## Exercise
Output everything from the start of the rows down to the line that contains "(1123, 432)", both ends included, reproducing each line without any change.

## Recorded information
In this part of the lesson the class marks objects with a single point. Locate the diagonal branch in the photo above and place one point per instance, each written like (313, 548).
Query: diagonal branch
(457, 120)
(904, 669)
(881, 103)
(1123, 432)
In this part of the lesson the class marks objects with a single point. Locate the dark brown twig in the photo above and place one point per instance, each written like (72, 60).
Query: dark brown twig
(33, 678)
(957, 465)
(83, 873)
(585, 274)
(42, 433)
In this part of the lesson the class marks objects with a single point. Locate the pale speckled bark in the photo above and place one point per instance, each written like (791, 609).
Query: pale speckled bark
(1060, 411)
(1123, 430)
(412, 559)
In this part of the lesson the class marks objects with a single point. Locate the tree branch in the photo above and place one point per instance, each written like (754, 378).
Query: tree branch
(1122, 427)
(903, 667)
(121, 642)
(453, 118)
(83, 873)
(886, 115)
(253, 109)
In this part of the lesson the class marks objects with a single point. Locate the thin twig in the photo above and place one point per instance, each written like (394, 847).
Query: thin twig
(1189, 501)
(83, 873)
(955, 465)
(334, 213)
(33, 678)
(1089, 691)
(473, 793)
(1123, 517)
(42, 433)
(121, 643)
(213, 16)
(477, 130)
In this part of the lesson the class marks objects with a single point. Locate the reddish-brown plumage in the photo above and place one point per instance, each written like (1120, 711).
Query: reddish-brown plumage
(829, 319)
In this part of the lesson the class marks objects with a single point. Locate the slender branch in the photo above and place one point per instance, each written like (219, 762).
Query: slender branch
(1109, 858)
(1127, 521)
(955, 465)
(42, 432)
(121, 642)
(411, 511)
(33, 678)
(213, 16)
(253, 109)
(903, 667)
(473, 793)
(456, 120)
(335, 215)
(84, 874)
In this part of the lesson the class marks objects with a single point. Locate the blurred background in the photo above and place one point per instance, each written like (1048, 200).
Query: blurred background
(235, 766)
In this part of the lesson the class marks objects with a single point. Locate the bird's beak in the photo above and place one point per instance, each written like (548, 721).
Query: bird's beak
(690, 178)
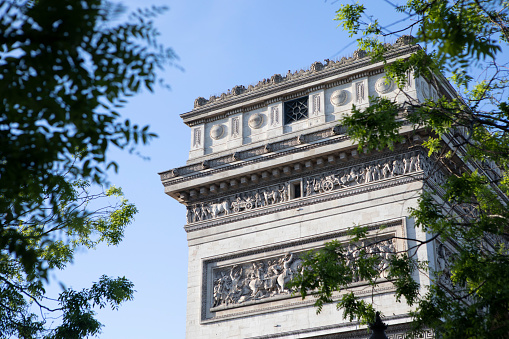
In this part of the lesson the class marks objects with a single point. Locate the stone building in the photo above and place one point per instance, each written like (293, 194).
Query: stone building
(270, 175)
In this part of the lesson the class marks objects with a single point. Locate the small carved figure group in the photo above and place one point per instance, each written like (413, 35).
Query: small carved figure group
(238, 203)
(325, 182)
(363, 174)
(254, 281)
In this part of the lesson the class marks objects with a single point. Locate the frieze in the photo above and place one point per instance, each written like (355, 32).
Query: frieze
(298, 203)
(327, 181)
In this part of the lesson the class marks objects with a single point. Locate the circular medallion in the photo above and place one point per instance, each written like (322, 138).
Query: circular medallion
(216, 131)
(255, 120)
(382, 87)
(339, 97)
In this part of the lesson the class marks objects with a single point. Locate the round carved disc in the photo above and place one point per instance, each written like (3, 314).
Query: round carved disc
(382, 86)
(255, 120)
(216, 131)
(339, 97)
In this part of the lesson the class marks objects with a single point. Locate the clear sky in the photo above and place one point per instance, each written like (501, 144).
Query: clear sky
(221, 43)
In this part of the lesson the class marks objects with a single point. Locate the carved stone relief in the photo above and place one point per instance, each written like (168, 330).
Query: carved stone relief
(339, 98)
(217, 131)
(274, 116)
(365, 173)
(255, 121)
(197, 138)
(424, 89)
(382, 87)
(316, 104)
(359, 92)
(235, 126)
(322, 183)
(267, 278)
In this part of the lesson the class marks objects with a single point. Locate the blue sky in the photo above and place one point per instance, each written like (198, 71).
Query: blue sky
(221, 43)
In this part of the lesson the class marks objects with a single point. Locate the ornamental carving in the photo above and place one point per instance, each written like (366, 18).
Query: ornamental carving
(316, 104)
(266, 279)
(277, 78)
(235, 127)
(383, 85)
(255, 120)
(323, 183)
(216, 132)
(197, 137)
(359, 92)
(361, 174)
(274, 116)
(339, 97)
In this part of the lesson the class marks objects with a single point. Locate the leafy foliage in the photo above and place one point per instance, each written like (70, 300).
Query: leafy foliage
(22, 293)
(65, 69)
(468, 139)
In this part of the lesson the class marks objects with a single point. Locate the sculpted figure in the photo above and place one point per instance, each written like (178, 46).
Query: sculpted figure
(270, 282)
(257, 200)
(283, 193)
(368, 174)
(266, 195)
(216, 209)
(309, 188)
(413, 163)
(256, 281)
(204, 211)
(396, 167)
(406, 165)
(386, 170)
(196, 213)
(286, 273)
(236, 285)
(376, 172)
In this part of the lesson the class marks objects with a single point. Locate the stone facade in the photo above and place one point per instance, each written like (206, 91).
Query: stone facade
(260, 192)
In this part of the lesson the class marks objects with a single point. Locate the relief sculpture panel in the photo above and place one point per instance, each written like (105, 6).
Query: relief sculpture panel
(267, 279)
(322, 183)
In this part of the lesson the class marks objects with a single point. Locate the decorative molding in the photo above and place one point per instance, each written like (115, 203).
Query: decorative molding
(294, 204)
(339, 97)
(274, 116)
(331, 68)
(316, 104)
(315, 68)
(235, 127)
(397, 331)
(382, 87)
(197, 138)
(256, 120)
(359, 92)
(335, 179)
(217, 131)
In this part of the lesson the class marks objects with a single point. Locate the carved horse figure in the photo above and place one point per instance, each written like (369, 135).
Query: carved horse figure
(216, 209)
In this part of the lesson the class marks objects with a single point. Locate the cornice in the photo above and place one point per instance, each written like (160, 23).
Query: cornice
(277, 83)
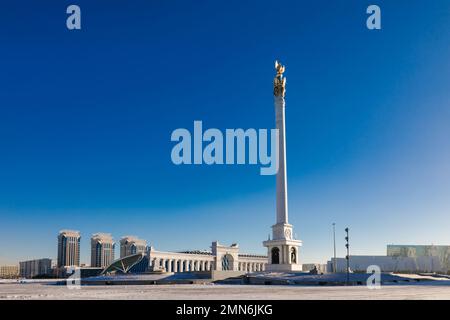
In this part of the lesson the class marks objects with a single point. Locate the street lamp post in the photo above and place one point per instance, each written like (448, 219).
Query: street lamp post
(348, 255)
(334, 245)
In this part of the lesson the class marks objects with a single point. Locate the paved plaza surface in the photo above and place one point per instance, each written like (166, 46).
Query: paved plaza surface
(427, 290)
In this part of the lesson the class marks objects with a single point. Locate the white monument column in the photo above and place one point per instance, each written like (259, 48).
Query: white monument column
(283, 249)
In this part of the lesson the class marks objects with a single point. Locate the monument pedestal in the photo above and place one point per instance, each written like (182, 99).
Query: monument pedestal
(283, 251)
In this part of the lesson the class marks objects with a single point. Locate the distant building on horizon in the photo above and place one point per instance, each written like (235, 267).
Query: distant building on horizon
(402, 259)
(102, 249)
(68, 248)
(36, 267)
(131, 245)
(9, 272)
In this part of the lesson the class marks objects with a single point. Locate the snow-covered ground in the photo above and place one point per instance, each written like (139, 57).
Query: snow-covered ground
(422, 290)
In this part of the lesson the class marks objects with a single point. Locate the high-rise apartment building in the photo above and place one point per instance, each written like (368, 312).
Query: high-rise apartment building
(68, 248)
(131, 245)
(9, 272)
(102, 250)
(37, 267)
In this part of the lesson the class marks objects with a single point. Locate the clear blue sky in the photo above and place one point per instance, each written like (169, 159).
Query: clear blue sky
(86, 118)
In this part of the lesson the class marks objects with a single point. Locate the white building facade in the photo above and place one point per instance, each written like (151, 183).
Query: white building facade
(222, 258)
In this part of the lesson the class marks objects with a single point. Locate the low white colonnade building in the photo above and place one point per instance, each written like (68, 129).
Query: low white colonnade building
(222, 258)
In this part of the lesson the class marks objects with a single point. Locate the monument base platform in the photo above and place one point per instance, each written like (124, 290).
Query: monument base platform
(283, 267)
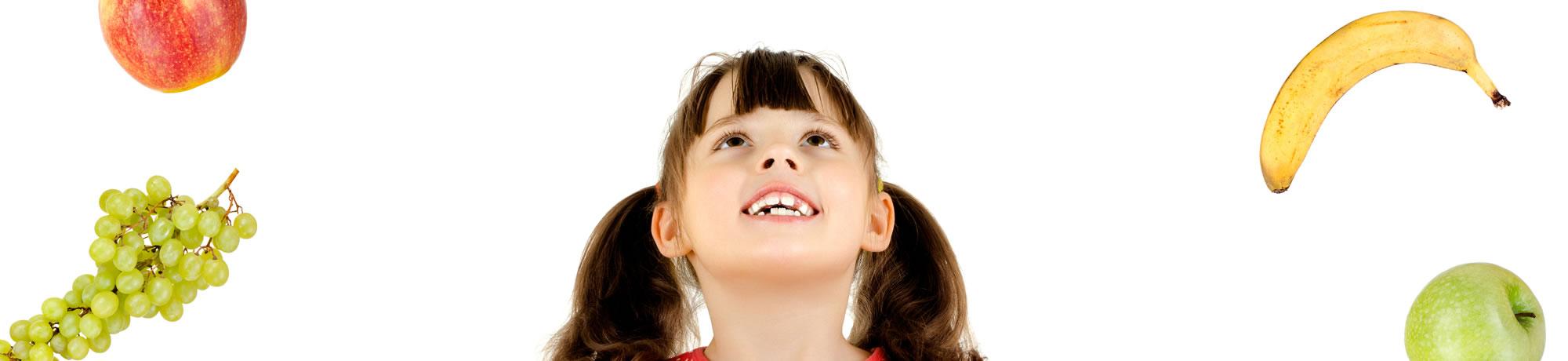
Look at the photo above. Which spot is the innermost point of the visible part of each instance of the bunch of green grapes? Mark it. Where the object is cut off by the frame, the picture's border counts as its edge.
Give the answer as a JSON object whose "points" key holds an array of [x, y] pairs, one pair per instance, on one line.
{"points": [[154, 252]]}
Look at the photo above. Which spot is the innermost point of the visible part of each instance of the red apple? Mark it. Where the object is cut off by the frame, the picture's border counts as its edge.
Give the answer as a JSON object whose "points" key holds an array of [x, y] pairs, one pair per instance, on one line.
{"points": [[173, 45]]}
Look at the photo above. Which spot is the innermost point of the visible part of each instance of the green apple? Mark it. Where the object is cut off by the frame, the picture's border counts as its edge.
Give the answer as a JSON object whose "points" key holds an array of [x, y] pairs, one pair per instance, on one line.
{"points": [[1476, 312]]}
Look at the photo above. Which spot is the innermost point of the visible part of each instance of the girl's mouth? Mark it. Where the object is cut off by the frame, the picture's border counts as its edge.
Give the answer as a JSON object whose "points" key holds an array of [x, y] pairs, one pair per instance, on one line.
{"points": [[780, 202]]}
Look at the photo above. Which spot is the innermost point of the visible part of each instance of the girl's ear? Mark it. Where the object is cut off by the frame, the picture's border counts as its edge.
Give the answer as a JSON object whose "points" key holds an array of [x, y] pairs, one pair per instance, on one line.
{"points": [[666, 232], [880, 230]]}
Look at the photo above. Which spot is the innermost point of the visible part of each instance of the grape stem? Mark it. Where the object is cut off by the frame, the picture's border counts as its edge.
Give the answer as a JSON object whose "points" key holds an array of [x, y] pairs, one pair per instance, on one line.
{"points": [[212, 202]]}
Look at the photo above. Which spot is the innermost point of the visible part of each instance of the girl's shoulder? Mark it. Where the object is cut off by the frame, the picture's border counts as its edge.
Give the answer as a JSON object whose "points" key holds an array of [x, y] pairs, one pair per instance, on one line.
{"points": [[697, 356]]}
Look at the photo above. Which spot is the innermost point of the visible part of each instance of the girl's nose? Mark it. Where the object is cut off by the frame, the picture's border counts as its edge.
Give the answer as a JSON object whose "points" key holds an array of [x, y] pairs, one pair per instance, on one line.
{"points": [[769, 164]]}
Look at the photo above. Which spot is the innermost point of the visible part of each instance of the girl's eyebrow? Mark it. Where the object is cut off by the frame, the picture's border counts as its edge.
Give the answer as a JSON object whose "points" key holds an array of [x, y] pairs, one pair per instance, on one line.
{"points": [[818, 119]]}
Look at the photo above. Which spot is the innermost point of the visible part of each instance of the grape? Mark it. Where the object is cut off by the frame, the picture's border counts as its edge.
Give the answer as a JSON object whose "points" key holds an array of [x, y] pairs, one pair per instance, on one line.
{"points": [[186, 293], [161, 290], [151, 261], [20, 332], [100, 345], [137, 304], [104, 200], [84, 282], [57, 345], [106, 279], [21, 349], [73, 299], [191, 239], [209, 222], [170, 253], [184, 216], [216, 272], [106, 304], [173, 312], [118, 206], [40, 332], [126, 258], [191, 268], [103, 250], [129, 282], [106, 227], [90, 326], [228, 239], [162, 230], [56, 308], [40, 352], [78, 349], [70, 324], [136, 199], [117, 323], [158, 189], [247, 225]]}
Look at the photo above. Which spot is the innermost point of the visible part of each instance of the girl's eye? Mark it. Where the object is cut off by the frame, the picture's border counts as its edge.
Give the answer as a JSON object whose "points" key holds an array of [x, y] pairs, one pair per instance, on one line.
{"points": [[733, 140], [818, 140]]}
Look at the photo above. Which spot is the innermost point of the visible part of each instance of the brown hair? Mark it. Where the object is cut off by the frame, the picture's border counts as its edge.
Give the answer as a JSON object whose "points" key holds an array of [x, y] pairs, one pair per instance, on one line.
{"points": [[630, 302]]}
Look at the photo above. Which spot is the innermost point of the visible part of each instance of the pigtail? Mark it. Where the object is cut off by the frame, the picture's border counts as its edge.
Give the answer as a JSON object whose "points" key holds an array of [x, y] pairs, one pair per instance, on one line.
{"points": [[628, 302], [912, 296]]}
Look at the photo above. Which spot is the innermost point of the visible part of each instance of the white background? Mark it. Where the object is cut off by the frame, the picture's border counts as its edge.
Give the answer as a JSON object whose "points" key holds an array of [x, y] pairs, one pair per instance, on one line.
{"points": [[426, 173]]}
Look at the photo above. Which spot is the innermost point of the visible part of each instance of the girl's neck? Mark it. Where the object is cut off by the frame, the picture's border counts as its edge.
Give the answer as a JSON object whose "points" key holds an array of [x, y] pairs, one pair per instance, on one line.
{"points": [[772, 321]]}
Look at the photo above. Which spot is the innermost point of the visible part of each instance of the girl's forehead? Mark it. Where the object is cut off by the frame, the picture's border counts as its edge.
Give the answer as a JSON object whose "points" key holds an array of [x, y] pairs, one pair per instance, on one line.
{"points": [[722, 103]]}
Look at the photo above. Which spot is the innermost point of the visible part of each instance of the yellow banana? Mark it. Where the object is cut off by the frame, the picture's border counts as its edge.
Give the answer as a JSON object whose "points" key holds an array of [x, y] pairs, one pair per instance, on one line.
{"points": [[1351, 54]]}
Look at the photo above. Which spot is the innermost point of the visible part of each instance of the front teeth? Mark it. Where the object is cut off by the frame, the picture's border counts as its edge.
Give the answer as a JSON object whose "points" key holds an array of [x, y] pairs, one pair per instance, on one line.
{"points": [[780, 205]]}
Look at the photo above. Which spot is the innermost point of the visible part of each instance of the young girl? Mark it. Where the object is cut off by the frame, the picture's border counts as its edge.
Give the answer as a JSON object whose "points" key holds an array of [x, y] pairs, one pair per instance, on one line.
{"points": [[771, 205]]}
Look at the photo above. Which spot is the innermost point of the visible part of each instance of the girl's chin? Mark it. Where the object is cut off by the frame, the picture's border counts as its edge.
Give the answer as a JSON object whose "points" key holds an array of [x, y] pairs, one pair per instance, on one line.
{"points": [[782, 261]]}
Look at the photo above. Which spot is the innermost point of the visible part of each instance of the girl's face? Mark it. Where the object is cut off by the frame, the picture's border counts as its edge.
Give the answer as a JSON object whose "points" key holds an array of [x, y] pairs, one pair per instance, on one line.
{"points": [[779, 194]]}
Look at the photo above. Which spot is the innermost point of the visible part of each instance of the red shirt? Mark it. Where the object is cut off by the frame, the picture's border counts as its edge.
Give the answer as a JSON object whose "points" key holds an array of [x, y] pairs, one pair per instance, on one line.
{"points": [[697, 356]]}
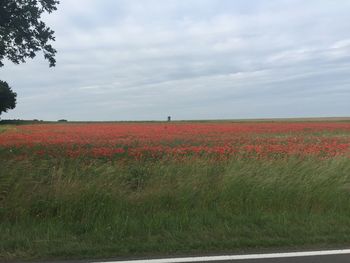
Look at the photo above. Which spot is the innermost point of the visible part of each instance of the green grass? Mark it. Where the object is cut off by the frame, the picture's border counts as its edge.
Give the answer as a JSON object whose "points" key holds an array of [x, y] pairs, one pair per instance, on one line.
{"points": [[95, 209]]}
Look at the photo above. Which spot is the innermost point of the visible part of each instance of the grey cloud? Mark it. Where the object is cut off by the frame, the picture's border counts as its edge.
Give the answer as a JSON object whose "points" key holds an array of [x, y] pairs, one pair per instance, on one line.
{"points": [[136, 59]]}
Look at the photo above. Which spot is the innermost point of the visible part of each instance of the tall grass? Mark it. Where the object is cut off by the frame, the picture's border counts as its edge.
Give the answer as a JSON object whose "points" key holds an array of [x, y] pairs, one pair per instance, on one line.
{"points": [[79, 208]]}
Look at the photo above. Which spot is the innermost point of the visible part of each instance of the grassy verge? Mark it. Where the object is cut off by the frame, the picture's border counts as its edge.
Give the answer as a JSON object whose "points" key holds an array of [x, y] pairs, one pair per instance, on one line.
{"points": [[82, 209]]}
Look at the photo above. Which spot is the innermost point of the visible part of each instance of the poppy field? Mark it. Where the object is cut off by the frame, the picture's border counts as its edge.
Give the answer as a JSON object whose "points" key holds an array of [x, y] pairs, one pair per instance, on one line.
{"points": [[97, 190], [162, 140]]}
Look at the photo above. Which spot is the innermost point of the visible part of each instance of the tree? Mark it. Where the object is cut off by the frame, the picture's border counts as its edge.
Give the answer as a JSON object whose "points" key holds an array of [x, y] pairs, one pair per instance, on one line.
{"points": [[22, 35], [7, 97]]}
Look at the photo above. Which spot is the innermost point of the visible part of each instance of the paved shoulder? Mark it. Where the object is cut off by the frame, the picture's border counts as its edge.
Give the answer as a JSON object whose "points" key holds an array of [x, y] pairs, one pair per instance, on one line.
{"points": [[325, 256]]}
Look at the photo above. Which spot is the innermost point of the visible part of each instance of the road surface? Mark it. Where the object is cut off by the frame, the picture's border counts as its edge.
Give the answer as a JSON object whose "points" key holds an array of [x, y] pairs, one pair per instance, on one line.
{"points": [[324, 256]]}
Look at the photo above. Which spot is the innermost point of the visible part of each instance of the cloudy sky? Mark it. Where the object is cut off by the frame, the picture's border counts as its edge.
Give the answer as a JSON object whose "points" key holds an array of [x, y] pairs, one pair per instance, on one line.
{"points": [[191, 59]]}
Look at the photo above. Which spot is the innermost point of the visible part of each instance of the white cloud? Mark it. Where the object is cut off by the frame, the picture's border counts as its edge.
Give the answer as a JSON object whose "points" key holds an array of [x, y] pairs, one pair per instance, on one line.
{"points": [[145, 59]]}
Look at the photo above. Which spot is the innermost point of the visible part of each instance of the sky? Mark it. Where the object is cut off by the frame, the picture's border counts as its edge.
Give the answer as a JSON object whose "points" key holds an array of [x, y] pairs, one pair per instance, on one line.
{"points": [[190, 59]]}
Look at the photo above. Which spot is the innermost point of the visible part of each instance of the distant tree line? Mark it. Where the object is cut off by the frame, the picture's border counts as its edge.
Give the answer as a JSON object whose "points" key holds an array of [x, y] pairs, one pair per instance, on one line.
{"points": [[22, 35]]}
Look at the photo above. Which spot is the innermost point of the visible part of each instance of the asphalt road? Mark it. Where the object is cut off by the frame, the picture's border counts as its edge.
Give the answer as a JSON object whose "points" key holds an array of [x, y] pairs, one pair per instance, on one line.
{"points": [[325, 256], [313, 259]]}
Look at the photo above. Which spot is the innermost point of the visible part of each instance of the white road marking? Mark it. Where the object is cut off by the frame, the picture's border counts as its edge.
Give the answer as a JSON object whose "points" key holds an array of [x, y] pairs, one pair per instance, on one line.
{"points": [[238, 257]]}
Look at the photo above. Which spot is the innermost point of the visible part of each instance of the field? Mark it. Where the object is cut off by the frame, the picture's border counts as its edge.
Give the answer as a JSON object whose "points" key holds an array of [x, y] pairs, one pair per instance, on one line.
{"points": [[128, 189]]}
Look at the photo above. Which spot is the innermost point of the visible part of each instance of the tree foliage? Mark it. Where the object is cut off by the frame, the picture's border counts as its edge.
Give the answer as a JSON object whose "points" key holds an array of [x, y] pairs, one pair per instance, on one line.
{"points": [[7, 97], [23, 33]]}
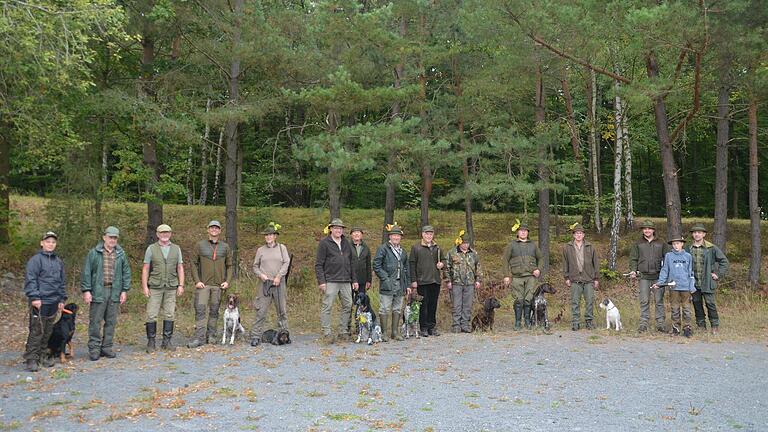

## Response below
In this part of the lesson the class marks objects with a single point. Locate the diagonal branch in the photo above and place one point per instance, each written like (313, 548).
Query: diagonal branch
(457, 120)
(904, 669)
(881, 103)
(1123, 432)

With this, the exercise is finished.